* [Given text]

○ ○ ○ ○ ○

Week 11 - Data

By the end of this module, you’ll gain experience in dealing with all the data that your applications will need to generate and consume.

Module videos:

Big Data Overview [14:10]

Google BigQuery - Analytics Data Warehouse [1:58]

Dataproc/Spark Demo [8:53] (1/2)

Dataproc/Spark Demo [17:10] (2/2)

Composer/Airflow/Hadoop Demo [30:28]

Data (More Specifically - of the Big Variety)

Module video: Big Data Overview [14:10]

It is now time to discuss data, or more commonly, that thing you have to deal with on a daily basis. Data can be anything, from user input to usage patterns to consumed weather data. Your cloud applications will most likely be managing data of some kind.

If you’re in the cloud realm, there is a reasonable chance that your data is going to be “big.” Big data is a very timely topic, however its definition is constantly changing (mainly due to the result at which data changes). Previously, data was in the gigabyte range to be considered “big.” Now, we’re in the peta/zetabyte range and need to be able to deal with absolutely massive streams of information. Figure 1 (c/o Google) shows you a nice little visualization of what we mean by “big.”

Petabyte Size

Figure 1: Petabyte Size

That’s talking about petabytes. Already in the various big data-related outlets they’re discussing zetabytes of data (hint: a scale factor more than petabytes). That is how much data you have to deal with. However, a petabyte really isn’t all that much at scale. Figure 2 (c/o Google) shows how little data can be stored within a petabyte:

Petabyte Size - Inverted

Figure 2: Petabyte Size - Inverted

Before we talk about the cloud services we can use to manage and analyze our data, let’s talk about the other factors that comprise big data. The following image (c/o Edureka) presents a pretty reasonable overview of the more “standard” V’s that big data is known for:

5 V's of Big Data (c/o Edureka)

5 V’s of Big Data (c/o Edureka)

○ ○ ○ ○ ○

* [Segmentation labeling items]
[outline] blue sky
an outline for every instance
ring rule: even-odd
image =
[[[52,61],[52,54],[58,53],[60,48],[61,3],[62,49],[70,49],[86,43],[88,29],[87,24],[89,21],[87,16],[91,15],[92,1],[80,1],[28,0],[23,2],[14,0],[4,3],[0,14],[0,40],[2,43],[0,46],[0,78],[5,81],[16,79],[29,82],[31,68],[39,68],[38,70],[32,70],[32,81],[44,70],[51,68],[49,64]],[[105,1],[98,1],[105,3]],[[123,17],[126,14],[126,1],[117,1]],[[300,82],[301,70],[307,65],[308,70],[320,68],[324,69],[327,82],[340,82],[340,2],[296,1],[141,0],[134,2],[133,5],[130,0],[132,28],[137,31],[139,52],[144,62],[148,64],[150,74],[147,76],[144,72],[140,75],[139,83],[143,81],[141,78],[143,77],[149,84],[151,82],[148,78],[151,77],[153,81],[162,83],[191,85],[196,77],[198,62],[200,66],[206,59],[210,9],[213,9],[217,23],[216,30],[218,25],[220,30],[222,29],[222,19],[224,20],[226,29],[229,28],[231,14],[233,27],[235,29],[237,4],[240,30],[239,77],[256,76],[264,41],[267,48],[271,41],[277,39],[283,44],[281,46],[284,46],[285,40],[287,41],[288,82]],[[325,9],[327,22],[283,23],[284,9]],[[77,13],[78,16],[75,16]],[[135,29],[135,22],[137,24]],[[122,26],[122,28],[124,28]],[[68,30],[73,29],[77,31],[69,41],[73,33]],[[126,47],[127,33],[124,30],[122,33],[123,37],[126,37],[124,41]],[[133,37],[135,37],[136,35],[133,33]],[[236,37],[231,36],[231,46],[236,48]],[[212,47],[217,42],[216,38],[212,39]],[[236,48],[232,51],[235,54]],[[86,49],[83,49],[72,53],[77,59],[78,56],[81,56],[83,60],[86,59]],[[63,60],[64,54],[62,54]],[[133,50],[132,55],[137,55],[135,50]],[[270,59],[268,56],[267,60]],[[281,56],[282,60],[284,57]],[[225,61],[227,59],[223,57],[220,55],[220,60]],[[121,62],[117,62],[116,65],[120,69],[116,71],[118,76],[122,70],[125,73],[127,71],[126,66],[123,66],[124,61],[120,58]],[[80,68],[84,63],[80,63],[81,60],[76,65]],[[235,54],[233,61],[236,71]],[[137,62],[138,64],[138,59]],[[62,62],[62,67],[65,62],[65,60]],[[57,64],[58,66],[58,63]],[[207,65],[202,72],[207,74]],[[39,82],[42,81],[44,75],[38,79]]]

○ ○ ○ ○ ○

* [Challenges]
1. From the Week 11 data module, extract the passage beginning at the words "Module video: Big" and stopping after "of some kind.".
2. According to the Week 11 data module, what size range did data previously have to reach to be considered "big"?
3. Summarize the Week 11 data module in two sentences.

* [Answers for this exercise]
1.
Module video: Big Data Overview [14:10]

It is now time to discuss data, or more commonly, that thing you have to deal with on a daily basis. Data can be anything, from user input to usage patterns to consumed weather data. Your cloud applications will most likely be managing data of some kind.

2. The gigabyte range.

3. The module aims to give experience with the data that applications generate and consume, noting that data can be anything and that cloud applications will most likely manage some kind of it. Big data's definition keeps changing: data once needed to be in the gigabyte range to count as "big," but now it reaches the peta/zetabyte range, though a petabyte really isn't much at scale.